> **Written problem**: Do not copy the pictures; transcribe all other material exactly.

Rows from a pointing dataset:
* * * * * * *

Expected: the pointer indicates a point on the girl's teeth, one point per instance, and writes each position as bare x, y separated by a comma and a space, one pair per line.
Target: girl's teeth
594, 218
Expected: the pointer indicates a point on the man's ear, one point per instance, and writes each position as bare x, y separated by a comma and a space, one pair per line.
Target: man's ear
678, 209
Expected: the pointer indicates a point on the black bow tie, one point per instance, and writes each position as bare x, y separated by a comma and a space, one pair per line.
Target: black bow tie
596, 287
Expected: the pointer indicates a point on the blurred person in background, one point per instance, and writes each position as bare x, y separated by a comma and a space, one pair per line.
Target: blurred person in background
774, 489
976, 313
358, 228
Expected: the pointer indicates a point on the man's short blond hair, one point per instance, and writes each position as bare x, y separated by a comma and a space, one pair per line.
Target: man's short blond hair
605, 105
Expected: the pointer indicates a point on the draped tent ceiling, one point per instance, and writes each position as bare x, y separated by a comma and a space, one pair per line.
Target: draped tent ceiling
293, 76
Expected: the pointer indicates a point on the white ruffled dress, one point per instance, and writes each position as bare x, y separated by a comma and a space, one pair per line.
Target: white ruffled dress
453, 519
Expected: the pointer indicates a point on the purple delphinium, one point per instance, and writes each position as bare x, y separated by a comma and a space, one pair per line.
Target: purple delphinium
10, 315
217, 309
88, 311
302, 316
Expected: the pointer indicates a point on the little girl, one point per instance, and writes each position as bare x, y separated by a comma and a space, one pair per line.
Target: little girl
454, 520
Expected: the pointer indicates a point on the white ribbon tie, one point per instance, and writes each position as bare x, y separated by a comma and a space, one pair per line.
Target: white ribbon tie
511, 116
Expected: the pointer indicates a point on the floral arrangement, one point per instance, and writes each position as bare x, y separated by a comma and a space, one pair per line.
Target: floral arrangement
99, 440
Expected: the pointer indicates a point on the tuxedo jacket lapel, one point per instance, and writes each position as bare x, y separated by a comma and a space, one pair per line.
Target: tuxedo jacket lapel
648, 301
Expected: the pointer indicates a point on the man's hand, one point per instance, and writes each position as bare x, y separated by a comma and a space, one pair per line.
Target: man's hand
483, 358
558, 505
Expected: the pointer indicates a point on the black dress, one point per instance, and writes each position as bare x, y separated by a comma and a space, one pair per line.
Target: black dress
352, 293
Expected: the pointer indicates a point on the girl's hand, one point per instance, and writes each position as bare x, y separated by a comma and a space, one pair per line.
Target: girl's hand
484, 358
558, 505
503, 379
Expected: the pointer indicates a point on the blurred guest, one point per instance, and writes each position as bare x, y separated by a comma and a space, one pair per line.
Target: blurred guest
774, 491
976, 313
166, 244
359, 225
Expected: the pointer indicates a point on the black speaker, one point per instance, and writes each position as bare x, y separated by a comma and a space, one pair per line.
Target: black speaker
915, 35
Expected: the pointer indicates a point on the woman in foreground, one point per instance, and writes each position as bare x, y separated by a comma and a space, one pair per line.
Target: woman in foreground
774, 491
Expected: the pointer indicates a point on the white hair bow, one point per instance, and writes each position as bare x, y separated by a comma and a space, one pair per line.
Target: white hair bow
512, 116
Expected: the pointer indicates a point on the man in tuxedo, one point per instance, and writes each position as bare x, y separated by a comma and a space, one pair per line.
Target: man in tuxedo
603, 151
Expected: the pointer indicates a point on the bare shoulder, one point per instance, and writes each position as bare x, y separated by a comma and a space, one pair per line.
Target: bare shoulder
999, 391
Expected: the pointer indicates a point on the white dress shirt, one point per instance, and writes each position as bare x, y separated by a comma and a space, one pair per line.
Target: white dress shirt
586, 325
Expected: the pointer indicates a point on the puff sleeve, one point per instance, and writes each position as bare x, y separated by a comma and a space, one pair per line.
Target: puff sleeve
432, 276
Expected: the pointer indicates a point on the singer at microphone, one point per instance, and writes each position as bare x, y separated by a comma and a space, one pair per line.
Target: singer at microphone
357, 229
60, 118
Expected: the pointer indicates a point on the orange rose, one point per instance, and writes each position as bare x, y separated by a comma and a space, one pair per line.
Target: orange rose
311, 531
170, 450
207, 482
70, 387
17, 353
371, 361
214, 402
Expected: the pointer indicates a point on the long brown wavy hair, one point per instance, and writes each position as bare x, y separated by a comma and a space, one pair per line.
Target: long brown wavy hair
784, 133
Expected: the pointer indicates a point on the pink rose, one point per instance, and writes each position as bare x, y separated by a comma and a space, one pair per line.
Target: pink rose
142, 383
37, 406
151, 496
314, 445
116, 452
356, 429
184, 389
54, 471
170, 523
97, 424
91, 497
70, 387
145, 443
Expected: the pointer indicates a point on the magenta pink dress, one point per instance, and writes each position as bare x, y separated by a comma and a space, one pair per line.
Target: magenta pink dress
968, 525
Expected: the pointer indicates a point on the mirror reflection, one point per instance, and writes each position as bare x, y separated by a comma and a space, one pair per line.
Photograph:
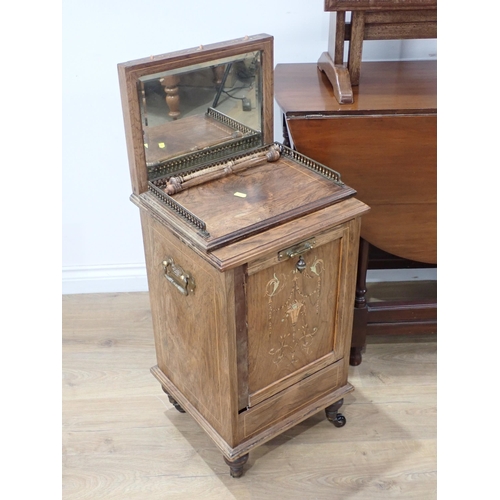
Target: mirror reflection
200, 107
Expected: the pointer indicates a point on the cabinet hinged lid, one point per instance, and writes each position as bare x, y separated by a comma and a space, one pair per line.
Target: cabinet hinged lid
199, 127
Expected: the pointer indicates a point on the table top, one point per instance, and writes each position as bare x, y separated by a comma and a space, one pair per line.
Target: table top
395, 86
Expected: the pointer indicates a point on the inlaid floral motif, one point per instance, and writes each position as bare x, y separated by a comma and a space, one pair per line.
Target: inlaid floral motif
298, 309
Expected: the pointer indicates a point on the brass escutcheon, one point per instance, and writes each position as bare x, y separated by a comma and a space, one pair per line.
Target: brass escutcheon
298, 249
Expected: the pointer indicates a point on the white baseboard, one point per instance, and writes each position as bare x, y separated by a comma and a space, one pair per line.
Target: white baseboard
104, 279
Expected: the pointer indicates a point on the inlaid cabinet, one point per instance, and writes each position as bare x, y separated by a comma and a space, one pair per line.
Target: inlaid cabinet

* * * * * * *

> **Correct response**:
Expected: the pointer indicates a point on the girl's teeth, one point per instance, and writes each position as bare x, y separated by a comma and a space, one pair per line.
Target: girl's teeth
594, 218
Expected: the pointer indicates a point on the man's ear, one point per instance, and writes each position as bare x, y separated by a comma and a space, one pair per line.
Target: man's ear
678, 209
Expected: the pointer indicates a point on the black bow tie, one point per instance, and writes each position as bare x, y separated by a comma and a space, one pair per line.
Target: black bow tie
596, 287
Expected: the pointer indicates a point on the blurred person in background, one point per instance, and writes each position as bare x, y separated by a comma and a space, one pair per line.
Target: blurred person in background
774, 489
976, 313
358, 228
Expected: the pointer indicates a point on the man's short blond hair, one point per instance, and writes each position as bare x, y separated by a comma and a space, one pair per line.
Target: man's short blond hair
605, 105
Expected: the pointer indicates a point on the draped tent ceiling, one point per instance, and writes each position as bare x, y separated by a comma and a space, one pair per line.
Target: draped tent ceiling
293, 76
Expected: the pointer indicates a point on the white ruffled dress, one point per instance, and writes each position as bare x, y separated by a comma and a space, one pair per line.
Target: white ruffled dress
453, 519
Expected: the pointer indicates a point on the purple delphinium, one point per instance, and writes each position as bare x, y separated by a comma and a space, one pair per line.
Target: purple delphinium
10, 315
217, 309
88, 311
302, 316
Expected: the pointer indicates a point on the little girl, one point per instance, and writes each position as bare x, y separated by a comma and a space, one pair per line.
Target: little girl
454, 520
Expected: the pointer indicates a point on the white ribbon tie, one point per instance, and writes each position as bare x, y separated by a comma and a space, one pair per line.
Target: white ribbon tie
511, 116
Expected: the pointer indicates a point on the floral arrangement, one point per instance, and writes each position as bare x, y separated by a comma and a space, one pair per line.
Target: floral arrangement
99, 440
Expected: the pointer indicates a point on the tuxedo jacket lapel, one point per instance, and writes each position as bare x, y separated by a comma and a space, one pair per line.
Target: tuxedo jacket lapel
648, 301
Expected: the pointer indicates a point on the man's hand, one point per instance, and writes each position as bare x, y separated by a comma and a space, one pair per line.
Target: man's hand
483, 358
558, 505
Expected: the pointer indicates a point on the black dress, one point per instance, and writes each position as bare x, y separated by a comma and a space, one pair per line.
Target: black dress
352, 293
Expected: the pointer indicates a point on the girl's hand, one point per instance, and writes each position as bare x, y separated by a comma and a space, one pair per line.
Target: girl's hand
484, 358
558, 505
503, 379
Expected: the pointer indicates a point on the blurred guest, one point per instance, and writes each position as bare x, y separated by a comma and a space, one pair per line.
Target: blurred guest
774, 491
976, 313
166, 244
359, 225
Expected: the pointer indicates a point on the black speaker, one point per instance, and writes each position as bare x, y separated by a comma and a space, one pair per line.
Target: black speaker
915, 35
Expected: the pointer indicates a point on the woman in foreground, one point per instance, and writes each position as bare x, y separated by a comma and a space, one pair per line.
Target: woman in foreground
774, 491
Expected: the pointer indicates a point on the white hair bow, one point per instance, and writes each position as bare x, y separated by a comma and a space, one pair per line.
Target: white hair bow
512, 116
Expected: the pointer indicates a point on the man in tuxedo, one point per instance, and writes each position as bare x, y separated by a comma and a space, one pair per line.
Target: man in tuxedo
603, 151
Expected: the pointer indicates a point on the bare shoulder, one point per instance, and writes each position as bare x, y separated by a comma and a space, one pair per line.
Target: bare shoulder
999, 391
Expected: the pointer indicates a point on the white dress shirt, one point per instance, and writes each position as bare x, y separated by a comma and a space, one pair per line.
Target: white dress shirt
586, 325
Expected: the pointer indicates a point on the puff sleeve, one point per instance, and writes each position as bare x, y separated by a comma and a space, one pair per line.
Target: puff sleeve
432, 276
Expected: the pointer indicates a point on the singer at microphone, one point per instance, and writes each position as bare x, y separated by a comma and a space, one pair per line.
Target: singer at microphone
357, 229
60, 118
Expected: the pointer indicates a point on the orange rose, one point per instance, and writes each position as bare x, y separated by a comma and a space, one pair per line.
Target: orange rose
311, 531
170, 450
207, 482
70, 387
17, 353
371, 361
214, 402
Expected: the pointer indicates a point on the long brown wavy hair, one point per instance, and writes each position as bare x, y separated by a comma and a space, one pair per line.
Target: long brown wavy hair
784, 133
Expected: the pointer indicates a point on the pink rose, one point per instance, and writes each position as bare x, y separated by a comma and a space, one pair per line.
Target: pink rose
142, 383
37, 406
151, 496
314, 445
116, 452
356, 429
184, 389
54, 471
170, 523
97, 424
91, 497
70, 387
145, 443
Expected: the pointer indicates a point on the magenta pink dress, one point per instance, and writes each position as bare x, y separated by a comma and a space, one pair per line.
Target: magenta pink dress
968, 525
Expected: the pointer indicates a point on the mirror reflection, one point per instance, and writes each position as bare x, y separated by a comma and a space, one pair per line.
Photograph:
Target: mirror reflection
200, 107
Expected: the pointer indicates a point on the cabinet hinged lid, one point per instance, and writes each position as bare x, y separated by a comma and a space, one pair per line.
Target: cabinet hinged lid
199, 127
Expected: the pointer indicates a point on the table top, one point per instance, and writes each position as bare x, y separated by a comma and a space, one pair per line.
Target: table top
395, 86
Expected: the pointer indicates a point on the inlaid floral motif, one point per instance, and writes each position as bare x, y separated by a comma and a space, one pair per line.
Target: inlaid floral motif
298, 309
Expected: the pointer indicates a point on the brass escutcheon, one point per instance, and writes each position as bare x, y separated by a comma and a space, one pair per line.
Target: brass escutcheon
298, 249
Expected: the pointer indicates a point on the white baseboard, one point per instance, and writes each position as bare x, y separated by a comma and a space, one pair per line.
Target: white baseboard
104, 279
Expected: the pointer indicates a point on the inlaid cabinet, one point per instance, and writes each position as bare x, y separated by a comma and a space, one pair per line.
Target: inlaid cabinet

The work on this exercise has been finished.